§ **Pekerjaan yang Diminta**:
Lanjutkan tulisan tentang dampak kenaikan suhu bumi setelah kalimat terakhirnya.

---------- Kutipan yang Diberikan ----------

Dampaknya Kenaikan Suhu Bumi

GAMBAR: Kompas.com

Planet sedang memanas, dari Kutub Utara ke Kutub Selatan. Sejak 1906, suhu permukaan rata-rata global telah meningkat lebih dari 1,6 derajat Fahrenheit (0,9 derajat Celsius)—bahkan lebih tinggi lagi di wilayah kutub yang sensitif. Dan dampak kenaikan suhu ini, tidak akan menunggu masa depan yang terlalu jauh–kitab isa melihat dan merasakan dampak pemanasan global mulai muncul saat ini. Panas mencairkan gletser dan es laut, mengubah pola curah hujan, dan perubahan cuaca ekstrim.

Banyak orang menganggap pemanasan global (global warming) dan perubahan iklim (climate change) sebagai sinonim, tetapi para ilmuwan lebih suka menggunakan “perubahan iklim” saat menjelaskan perubahan kompleks yang saat ini mempengaruhi sistem cuaca dan iklim planet kita. Perubahan iklim tidak hanya mencakup kenaikan suhu rata-rata tetapi juga peristiwa cuaca ekstrem, pergeseran populasi dan habitat satwa liar, kenaikan permukaan laut, dan berbagai dampak lainnya (EPA, 2022). Semua perubahan ini muncul karena manusia terus menambahkan gas rumah kaca yang memerangkap panas ke atmosfer.

Nah kalau suhu bumi ini terus meningkat maka dikhawatirkan bukan saja kehidupan yang terganggu tetapi juga dapat berakibat harga pangan yang meroket karena gagal panen akan terjadi di berbagai belahan bumi dan akibatnya kita akan mendengarkan musibah kelaparan dan lain sebagainya. Saya mengatakan kepada teman-teman karena saya ingin menyampaikan kepada teman-teman bahwa climate change bukanlah fiction. Climate change ini telah menimbulkan dampak yang besar bagi kehidupan kita.

---------- Informasi yang Diberikan ----------

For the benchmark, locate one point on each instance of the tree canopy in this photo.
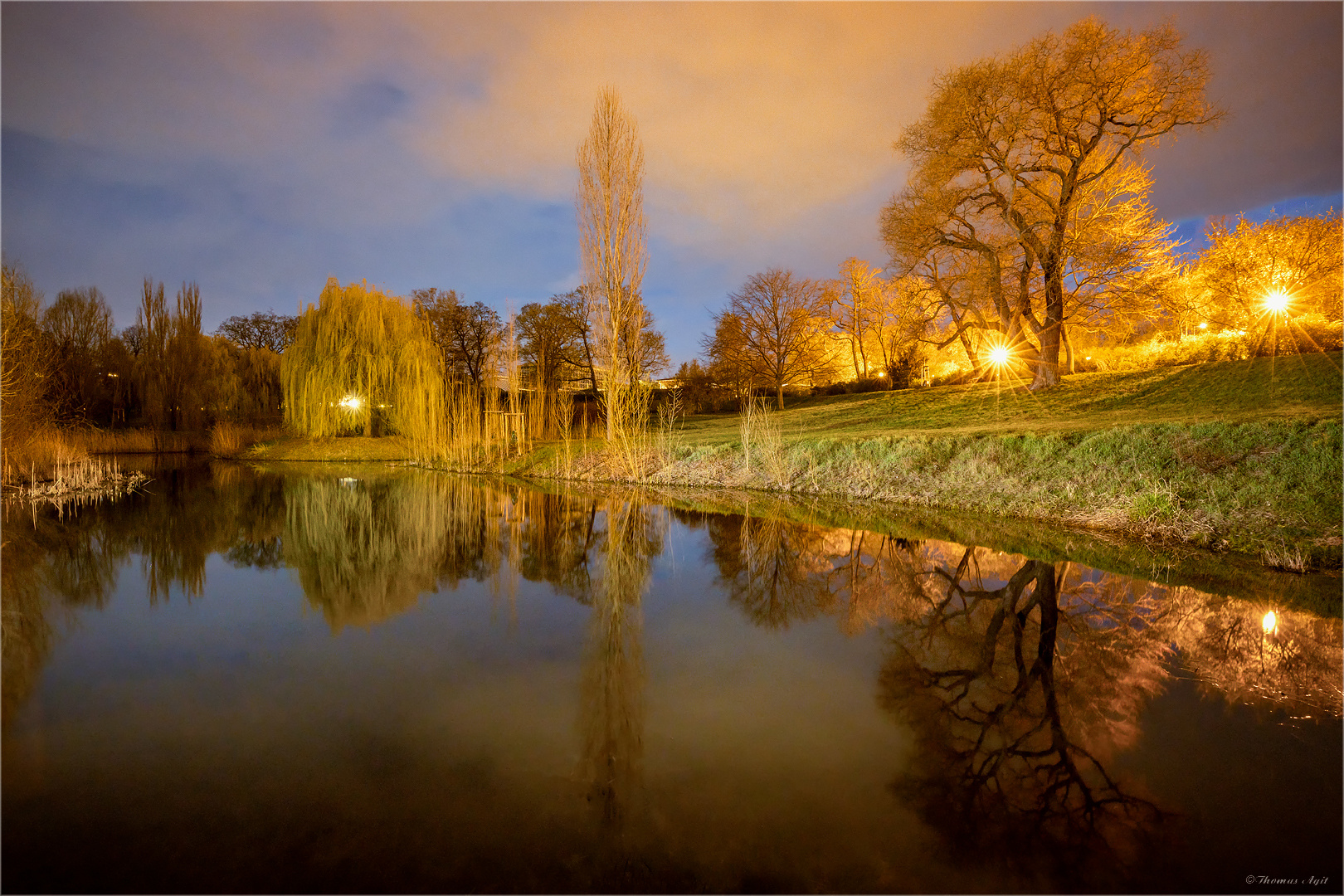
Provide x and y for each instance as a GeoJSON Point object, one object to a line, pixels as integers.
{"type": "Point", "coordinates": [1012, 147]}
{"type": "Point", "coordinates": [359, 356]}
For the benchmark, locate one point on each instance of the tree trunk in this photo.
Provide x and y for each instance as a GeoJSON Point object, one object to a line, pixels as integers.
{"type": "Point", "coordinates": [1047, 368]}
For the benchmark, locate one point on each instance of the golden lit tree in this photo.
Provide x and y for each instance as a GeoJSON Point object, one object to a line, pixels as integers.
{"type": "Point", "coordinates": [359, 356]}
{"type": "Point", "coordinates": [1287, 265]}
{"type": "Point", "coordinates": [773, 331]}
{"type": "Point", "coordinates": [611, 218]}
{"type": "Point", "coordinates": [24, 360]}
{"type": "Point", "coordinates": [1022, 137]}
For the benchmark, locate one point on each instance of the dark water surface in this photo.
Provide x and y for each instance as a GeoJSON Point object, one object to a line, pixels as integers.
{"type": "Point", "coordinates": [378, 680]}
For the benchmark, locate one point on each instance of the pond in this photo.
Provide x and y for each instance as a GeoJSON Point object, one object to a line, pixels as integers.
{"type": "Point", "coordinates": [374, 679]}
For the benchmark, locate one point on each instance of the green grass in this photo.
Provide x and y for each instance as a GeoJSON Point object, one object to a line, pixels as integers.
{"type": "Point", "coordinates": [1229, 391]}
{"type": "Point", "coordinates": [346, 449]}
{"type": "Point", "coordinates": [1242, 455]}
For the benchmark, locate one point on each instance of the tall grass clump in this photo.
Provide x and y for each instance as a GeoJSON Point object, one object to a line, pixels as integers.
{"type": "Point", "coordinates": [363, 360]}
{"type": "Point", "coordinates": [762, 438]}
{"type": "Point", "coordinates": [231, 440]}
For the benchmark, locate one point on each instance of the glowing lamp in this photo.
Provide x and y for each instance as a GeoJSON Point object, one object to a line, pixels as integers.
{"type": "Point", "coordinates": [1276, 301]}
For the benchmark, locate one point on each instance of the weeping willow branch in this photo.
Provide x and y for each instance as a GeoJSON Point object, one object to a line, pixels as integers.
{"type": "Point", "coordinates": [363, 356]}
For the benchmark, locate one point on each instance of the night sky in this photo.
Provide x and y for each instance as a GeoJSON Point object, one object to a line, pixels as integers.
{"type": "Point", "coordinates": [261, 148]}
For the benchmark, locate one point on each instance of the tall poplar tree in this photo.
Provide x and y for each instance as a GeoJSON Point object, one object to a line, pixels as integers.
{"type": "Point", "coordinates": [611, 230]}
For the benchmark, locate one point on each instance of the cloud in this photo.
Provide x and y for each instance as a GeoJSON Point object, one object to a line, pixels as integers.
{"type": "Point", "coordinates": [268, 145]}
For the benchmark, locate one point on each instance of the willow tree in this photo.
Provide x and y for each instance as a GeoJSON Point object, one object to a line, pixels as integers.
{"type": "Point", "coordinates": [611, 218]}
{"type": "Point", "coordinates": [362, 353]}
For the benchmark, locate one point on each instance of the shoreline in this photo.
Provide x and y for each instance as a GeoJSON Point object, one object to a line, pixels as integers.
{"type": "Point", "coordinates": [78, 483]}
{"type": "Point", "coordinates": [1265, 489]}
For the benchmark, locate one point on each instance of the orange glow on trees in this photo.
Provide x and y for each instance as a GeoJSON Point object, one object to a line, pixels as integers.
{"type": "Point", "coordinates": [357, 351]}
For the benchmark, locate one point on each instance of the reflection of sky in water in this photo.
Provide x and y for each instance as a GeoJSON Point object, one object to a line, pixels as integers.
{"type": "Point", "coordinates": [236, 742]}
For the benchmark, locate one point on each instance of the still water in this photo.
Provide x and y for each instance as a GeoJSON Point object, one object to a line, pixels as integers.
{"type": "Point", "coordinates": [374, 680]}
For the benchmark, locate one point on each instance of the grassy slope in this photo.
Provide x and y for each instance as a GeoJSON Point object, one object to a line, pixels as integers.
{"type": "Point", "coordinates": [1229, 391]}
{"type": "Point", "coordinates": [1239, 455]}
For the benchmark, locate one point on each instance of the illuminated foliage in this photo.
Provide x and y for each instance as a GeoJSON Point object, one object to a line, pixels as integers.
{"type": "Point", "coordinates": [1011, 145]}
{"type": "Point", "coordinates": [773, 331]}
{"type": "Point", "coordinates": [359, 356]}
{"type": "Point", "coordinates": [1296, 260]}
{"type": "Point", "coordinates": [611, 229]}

----------

§ **Hasil Tugas**:
Kali ini saya mengajak teman-teman untuk menonton film berjudul ‘The Letter’ yang diilhami oleh Sri Paus. Sebuah film dimana menggambarkan krisis lingkungan yang terjadi di bumi kita dan film ini juga mengirimkan pesan bagi pemimpin dunia untuk bersatu dan mewujudkan langkah penyelamatan bumi. Beliau mengundang beberapa orang, diantaranya adalah Arouna Kande, ini mewakili kaum miskin yang berasal dari Senegal dan menyedihkan sekali dalam ceritanya ternyata di usianya yang masih kecil dia harus pindah beberapa kali. Mengapa demikian? karena tempat tinggalnya mengalami kekeringan lalu ketika pindah lagi ternyata di daerah temapt tinggalnya yang baru, air laut naik terus. Dia menyampaikan bahwa telah 3200 Orang kehilangan rumah di tempat tinggalnya dan ia masih berencana untuk pindah ke negara lain.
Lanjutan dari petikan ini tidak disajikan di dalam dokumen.